* START Document segment *

As a bonus, the round spot on the blade is a handy anvil for finger-pressing the opposite wheel on the axle - yup, too cheap to buy a wheel press.

I'll admit I don't have anywhere near the disassembly experience of most of the guys on this forum (heck, I was just prying wheels off with a regular Xacto knife or small screwdriver before I read this thread). I can see why a serious competitor would want the extra precision of a screw-type wheel puller. But for a basement racer this little DIY tool seems as good as any other prying tool. Am I missing something that makes this not such a good idea? 

-- D


----------



## vickers83

Genius! Dslot that looks like it would work real well! :thumbsup::thumbsup:


----------



## alpink

*... the mother of invention ...*



Dslot said:


> I wondered about this when I read the original posts, but thought I ought to try it before talking about it.
> 
> For less effort than driving to Bed Bath & Beyond (and less money than a set of cheapo fondue forks), I made my own tool from a No.17 (chisel-style) X-Acto blade. I just used a Dremel abrasive cutoff disk to grind a notch a little deeper than axle diameter, then rounded off all four corners and deburred everything with a stone to minimize gouging of plastic or flesh.
> 
> 
> 
> 
> 
> 
> 
> 
> 
> 
> It was probably done at that point, but I slit a piece of basswood scrap and glued it on the blade for a longer handle.

* END Document segment *

**What is being asked:** Retype everything in the forum excerpt from "I'll admit I" down to "a good idea?". Rely solely on the forum excerpt above.

* START Data records *

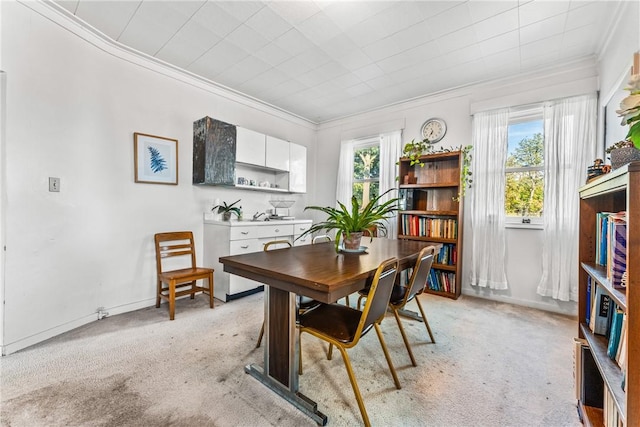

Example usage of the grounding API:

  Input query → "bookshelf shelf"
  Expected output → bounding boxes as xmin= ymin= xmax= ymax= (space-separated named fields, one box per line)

xmin=398 ymin=151 xmax=463 ymax=299
xmin=576 ymin=162 xmax=640 ymax=426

* END Data records *

**Response:**
I'll admit I don't have anywhere near the disassembly experience of most of the guys on this forum (heck, I was just prying wheels off with a regular Xacto knife or small screwdriver before I read this thread). I can see why a serious competitor would want the extra precision of a screw-type wheel puller. But for a basement racer this little DIY tool seems as good as any other prying tool. Am I missing something that makes this not such a good idea?